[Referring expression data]
-*-

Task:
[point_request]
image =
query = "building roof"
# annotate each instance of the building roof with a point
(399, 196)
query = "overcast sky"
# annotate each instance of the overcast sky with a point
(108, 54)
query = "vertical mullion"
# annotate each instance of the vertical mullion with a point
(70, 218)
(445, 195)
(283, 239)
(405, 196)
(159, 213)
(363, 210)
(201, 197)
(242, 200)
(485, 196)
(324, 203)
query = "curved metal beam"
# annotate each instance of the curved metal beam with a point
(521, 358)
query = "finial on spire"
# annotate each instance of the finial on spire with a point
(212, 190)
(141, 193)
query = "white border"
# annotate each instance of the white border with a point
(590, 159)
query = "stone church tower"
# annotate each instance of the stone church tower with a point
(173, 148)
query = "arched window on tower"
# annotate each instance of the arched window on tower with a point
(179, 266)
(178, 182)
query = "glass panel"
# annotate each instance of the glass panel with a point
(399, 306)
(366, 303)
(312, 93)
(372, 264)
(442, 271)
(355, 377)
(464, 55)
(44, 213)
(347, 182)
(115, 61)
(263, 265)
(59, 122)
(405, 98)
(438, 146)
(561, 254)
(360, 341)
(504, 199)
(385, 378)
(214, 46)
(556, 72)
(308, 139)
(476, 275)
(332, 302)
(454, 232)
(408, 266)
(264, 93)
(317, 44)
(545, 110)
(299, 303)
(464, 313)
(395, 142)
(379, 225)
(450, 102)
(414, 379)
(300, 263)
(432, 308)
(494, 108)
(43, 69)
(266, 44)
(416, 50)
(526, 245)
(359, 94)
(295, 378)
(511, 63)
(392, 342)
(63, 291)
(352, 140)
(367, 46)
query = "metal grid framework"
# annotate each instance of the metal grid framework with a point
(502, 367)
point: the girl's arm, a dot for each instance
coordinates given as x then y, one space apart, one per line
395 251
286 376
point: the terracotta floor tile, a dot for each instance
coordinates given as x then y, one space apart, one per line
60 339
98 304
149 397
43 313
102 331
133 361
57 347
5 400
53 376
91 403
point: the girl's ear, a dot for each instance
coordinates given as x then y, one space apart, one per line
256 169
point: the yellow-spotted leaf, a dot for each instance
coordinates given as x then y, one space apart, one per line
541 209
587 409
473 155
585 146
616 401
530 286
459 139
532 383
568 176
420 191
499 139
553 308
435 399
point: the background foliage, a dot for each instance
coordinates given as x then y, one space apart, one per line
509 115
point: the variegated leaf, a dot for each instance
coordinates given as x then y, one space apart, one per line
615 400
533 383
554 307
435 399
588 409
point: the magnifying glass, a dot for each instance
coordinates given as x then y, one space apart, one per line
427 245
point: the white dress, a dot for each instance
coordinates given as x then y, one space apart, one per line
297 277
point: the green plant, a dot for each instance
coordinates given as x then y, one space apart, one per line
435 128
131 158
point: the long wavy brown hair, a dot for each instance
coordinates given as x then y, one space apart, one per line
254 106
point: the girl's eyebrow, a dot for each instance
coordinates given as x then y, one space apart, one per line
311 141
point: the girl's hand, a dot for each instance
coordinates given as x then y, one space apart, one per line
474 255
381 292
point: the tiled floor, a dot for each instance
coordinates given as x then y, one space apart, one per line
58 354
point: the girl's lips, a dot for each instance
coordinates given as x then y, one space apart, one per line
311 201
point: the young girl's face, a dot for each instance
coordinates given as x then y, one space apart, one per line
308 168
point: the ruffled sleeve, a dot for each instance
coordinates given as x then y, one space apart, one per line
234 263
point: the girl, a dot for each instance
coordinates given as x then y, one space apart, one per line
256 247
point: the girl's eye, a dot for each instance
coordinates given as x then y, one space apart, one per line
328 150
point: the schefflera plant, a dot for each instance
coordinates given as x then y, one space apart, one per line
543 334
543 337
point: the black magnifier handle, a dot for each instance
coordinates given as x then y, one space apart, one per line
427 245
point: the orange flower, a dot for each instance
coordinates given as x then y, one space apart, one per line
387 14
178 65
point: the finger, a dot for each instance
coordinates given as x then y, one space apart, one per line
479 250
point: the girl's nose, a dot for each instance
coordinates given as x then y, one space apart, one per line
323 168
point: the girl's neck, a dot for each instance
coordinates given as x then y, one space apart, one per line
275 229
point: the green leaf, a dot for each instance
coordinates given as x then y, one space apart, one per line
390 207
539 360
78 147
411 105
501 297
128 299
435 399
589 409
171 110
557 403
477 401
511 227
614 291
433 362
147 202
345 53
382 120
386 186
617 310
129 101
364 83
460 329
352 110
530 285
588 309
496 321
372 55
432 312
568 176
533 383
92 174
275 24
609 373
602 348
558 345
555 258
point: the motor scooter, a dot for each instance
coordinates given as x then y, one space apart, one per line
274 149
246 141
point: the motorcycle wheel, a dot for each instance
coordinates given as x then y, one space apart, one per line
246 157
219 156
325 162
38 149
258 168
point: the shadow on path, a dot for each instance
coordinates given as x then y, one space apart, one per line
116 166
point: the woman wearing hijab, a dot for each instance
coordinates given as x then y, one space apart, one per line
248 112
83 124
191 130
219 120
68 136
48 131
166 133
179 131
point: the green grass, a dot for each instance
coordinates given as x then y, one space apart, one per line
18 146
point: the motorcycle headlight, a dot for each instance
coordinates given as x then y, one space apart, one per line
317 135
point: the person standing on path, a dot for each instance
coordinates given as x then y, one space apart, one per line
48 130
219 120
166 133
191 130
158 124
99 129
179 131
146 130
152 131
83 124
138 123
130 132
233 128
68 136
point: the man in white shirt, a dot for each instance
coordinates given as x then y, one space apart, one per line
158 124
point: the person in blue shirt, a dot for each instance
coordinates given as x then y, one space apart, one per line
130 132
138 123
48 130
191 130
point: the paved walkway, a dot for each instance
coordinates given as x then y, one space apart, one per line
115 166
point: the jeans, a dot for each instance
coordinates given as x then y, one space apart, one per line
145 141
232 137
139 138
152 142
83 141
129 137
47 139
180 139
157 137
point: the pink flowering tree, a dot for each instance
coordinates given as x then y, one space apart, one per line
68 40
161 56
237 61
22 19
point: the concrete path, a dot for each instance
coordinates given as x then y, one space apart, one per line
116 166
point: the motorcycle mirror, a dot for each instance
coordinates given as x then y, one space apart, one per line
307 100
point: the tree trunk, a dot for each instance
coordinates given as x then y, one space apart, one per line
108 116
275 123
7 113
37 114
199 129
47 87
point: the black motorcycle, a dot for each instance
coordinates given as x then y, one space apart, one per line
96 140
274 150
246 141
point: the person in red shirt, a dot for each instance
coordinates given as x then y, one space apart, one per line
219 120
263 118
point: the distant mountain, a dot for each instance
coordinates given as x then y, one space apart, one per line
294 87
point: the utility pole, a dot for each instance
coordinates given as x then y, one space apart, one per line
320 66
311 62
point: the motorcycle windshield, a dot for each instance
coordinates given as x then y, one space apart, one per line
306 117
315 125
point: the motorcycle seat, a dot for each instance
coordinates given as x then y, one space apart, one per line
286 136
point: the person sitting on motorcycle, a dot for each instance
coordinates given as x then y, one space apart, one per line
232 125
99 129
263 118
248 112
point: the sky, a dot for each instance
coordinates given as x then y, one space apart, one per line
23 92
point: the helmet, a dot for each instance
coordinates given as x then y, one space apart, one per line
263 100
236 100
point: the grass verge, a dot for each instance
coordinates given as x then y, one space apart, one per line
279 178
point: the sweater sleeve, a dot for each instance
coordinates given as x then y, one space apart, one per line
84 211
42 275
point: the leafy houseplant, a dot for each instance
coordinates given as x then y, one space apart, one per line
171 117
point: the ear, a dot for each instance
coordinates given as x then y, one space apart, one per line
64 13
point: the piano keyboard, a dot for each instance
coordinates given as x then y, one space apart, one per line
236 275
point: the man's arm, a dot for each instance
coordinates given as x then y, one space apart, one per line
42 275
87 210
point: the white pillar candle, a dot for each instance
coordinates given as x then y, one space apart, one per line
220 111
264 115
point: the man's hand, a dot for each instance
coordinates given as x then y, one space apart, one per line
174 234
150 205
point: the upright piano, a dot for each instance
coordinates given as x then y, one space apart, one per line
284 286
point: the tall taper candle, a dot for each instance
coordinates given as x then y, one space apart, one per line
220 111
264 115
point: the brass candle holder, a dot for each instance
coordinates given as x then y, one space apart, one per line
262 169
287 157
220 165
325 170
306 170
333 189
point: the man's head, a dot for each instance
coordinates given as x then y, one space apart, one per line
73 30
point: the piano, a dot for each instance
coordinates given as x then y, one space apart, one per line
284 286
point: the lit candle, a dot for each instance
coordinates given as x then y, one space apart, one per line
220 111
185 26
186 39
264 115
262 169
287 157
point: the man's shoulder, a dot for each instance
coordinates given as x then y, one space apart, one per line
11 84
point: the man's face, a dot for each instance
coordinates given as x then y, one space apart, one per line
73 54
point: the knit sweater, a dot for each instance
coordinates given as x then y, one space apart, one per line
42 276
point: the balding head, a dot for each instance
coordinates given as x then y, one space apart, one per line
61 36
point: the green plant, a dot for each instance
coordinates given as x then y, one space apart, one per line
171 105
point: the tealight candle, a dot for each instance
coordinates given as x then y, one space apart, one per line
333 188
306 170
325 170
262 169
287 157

-*-

» Exercise directions
In the entries above, find every line holding the word "piano" and copy it out.

» Expected answer
point: the piano keyboard, a dot for each instance
point: the upright piano, a dot for each instance
point: the piano, a dot for each instance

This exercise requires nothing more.